*WHAT THE TASK ASKS*: Convert the lines below into a two-column CSV with the header instruction,points and one row for each line beginning with "Spot". Put that line in the instruction field and all the coordinate lines following it in the points field, with each field in double quotes and line breaks replaced by spaces.

*RECORDED INFORMATION*:
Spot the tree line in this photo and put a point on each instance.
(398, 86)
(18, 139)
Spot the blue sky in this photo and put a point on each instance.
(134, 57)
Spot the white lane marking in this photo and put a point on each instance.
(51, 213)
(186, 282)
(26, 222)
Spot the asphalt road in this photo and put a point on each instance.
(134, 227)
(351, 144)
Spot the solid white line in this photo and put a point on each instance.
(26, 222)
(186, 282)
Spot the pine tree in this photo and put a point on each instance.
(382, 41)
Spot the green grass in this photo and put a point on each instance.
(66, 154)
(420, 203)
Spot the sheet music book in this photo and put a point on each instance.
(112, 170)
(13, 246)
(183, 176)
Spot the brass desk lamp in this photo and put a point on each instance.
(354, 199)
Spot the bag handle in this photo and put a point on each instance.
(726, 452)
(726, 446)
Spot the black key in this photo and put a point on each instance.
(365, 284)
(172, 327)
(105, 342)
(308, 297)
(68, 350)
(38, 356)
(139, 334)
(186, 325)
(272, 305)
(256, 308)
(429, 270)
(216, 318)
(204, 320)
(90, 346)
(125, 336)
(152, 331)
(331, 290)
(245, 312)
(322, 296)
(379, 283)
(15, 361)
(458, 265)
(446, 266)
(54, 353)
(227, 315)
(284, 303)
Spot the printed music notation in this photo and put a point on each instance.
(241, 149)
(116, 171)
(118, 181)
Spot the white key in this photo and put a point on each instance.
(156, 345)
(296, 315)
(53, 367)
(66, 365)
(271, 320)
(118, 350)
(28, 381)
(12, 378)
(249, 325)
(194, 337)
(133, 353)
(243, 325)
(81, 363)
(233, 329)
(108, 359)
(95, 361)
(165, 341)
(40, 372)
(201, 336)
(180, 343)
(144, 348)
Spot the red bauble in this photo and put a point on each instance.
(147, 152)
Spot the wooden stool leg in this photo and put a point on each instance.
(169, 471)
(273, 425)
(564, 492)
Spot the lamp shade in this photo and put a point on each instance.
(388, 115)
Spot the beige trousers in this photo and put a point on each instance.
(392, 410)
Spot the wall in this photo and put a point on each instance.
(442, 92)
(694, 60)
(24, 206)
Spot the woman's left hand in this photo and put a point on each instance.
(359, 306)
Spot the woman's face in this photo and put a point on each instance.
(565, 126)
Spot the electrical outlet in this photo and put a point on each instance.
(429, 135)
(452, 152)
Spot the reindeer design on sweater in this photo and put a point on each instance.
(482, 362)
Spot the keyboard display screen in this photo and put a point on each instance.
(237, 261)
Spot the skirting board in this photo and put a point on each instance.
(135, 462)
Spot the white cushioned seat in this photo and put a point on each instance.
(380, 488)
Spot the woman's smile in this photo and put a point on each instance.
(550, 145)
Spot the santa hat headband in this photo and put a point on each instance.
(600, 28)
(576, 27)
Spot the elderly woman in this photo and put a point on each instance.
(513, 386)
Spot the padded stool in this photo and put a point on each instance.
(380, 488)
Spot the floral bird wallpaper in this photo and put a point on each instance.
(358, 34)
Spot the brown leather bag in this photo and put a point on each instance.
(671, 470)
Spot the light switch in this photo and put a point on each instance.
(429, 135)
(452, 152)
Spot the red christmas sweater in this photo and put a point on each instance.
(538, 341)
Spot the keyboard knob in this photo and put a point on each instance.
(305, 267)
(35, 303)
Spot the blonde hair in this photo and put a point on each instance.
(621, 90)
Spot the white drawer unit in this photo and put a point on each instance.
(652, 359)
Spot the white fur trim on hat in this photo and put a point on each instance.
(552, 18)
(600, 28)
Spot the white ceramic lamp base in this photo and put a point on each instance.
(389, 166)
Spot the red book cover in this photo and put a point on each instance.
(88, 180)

*RESULT*:
instruction,points
"Spot the tree line in this photo and put a point on each instance.","(398, 86) (18, 139)"
"Spot the blue sky in this photo and put a point on each instance.","(134, 57)"
"Spot the white lane marking in this photo and put a point on each instance.","(51, 213) (186, 282) (26, 222)"
"Spot the asphalt road in this photo and put a point on each instance.","(134, 227) (351, 144)"
"Spot the solid white line in this photo and put a point on each instance.","(26, 222) (186, 282)"
"Spot the pine tree in this photo and put a point on each instance.","(382, 41)"
"Spot the green grass in this photo and put a point on each instance.","(66, 154) (420, 203)"
"Spot the sheet music book in this photo and put a point on each instance.","(112, 170) (13, 246) (183, 176)"
"Spot the brass desk lamp in this photo and put a point on each instance.","(354, 199)"
"Spot the bag handle in this photo and put a point on each instance.","(726, 452) (726, 446)"
"Spot the black key in this photo and put a point on each instance.","(365, 284) (172, 327) (105, 342) (308, 297) (68, 350) (38, 356) (139, 334) (186, 325) (272, 305) (256, 308) (429, 270) (216, 318) (204, 320) (90, 346) (125, 336) (152, 331) (331, 290) (245, 312) (322, 296) (379, 283) (15, 361) (458, 265) (446, 266) (54, 353) (227, 315) (284, 303)"
"Spot the printed music notation in this photo and put a point on each instance.","(241, 149) (116, 171) (118, 181)"
"Spot the white key in this photo and put a point on each instance.","(156, 345) (296, 315) (53, 367) (66, 365) (271, 320) (118, 350) (28, 381) (12, 378) (249, 325) (194, 337) (133, 353) (243, 325) (81, 363) (233, 329) (108, 359) (95, 361) (165, 341) (40, 372) (201, 336) (180, 343) (144, 348)"
"Spot the red bauble in this photo and put a point on each instance.","(147, 152)"
"Spot the wooden stool leg in this photo and put a point on each instance.","(169, 471) (273, 425) (564, 492)"
"Spot the lamp shade in this photo and put a point on each instance.","(388, 115)"
"Spot the beige trousers in this photo and put a point on each instance.","(392, 410)"
"Spot the wall in this photo and put a point on each instance.","(442, 92) (694, 60) (24, 206)"
"Spot the woman's left hand in this photo and put a point on each instance.","(359, 306)"
"Spot the woman's face in this photo and put a point on each instance.","(565, 126)"
"Spot the electrical outlet in this photo and put a point on each instance.","(429, 135) (452, 152)"
"Spot the reindeer design on sweater in this photo and put a point on each instance.","(482, 362)"
"Spot the keyboard display screen in this photo and put a point on each instance.","(237, 261)"
"Spot the skirting board in this photo and put a point on each instance.","(135, 462)"
"Spot the white cushioned seat in this photo and put a point on each instance.","(380, 488)"
"Spot the woman's smile in this photo and put a point on each instance.","(550, 145)"
"Spot the santa hat headband in this photo and put a point on each instance.","(600, 28) (576, 27)"
"Spot the elderly woman in this photo and put a point on each instance.","(513, 386)"
"Spot the padded stool in this photo and put a point on each instance.","(380, 488)"
"Spot the floral bird wallpaper in this photo and put a point on each instance.","(358, 34)"
"Spot the brown leather bag in this photo and put a point on each instance.","(671, 470)"
"Spot the light switch in this photo and put a point on each instance.","(429, 135) (452, 152)"
"Spot the red christmas sweater in this photo and put a point on each instance.","(538, 341)"
"Spot the keyboard knob in this photo and put a point on each instance.","(305, 267) (35, 303)"
"Spot the blonde hair in this photo and put a point on each instance.","(621, 90)"
"Spot the white drawer unit in this photo and put a point on each instance.","(652, 359)"
"Spot the white fur trim on hat in this photo and put a point on each instance.","(552, 18) (600, 28)"
"Spot the white ceramic lamp base in this photo and put a point on each instance.","(389, 166)"
"Spot the red book cover in this photo and put a point on each instance.","(88, 180)"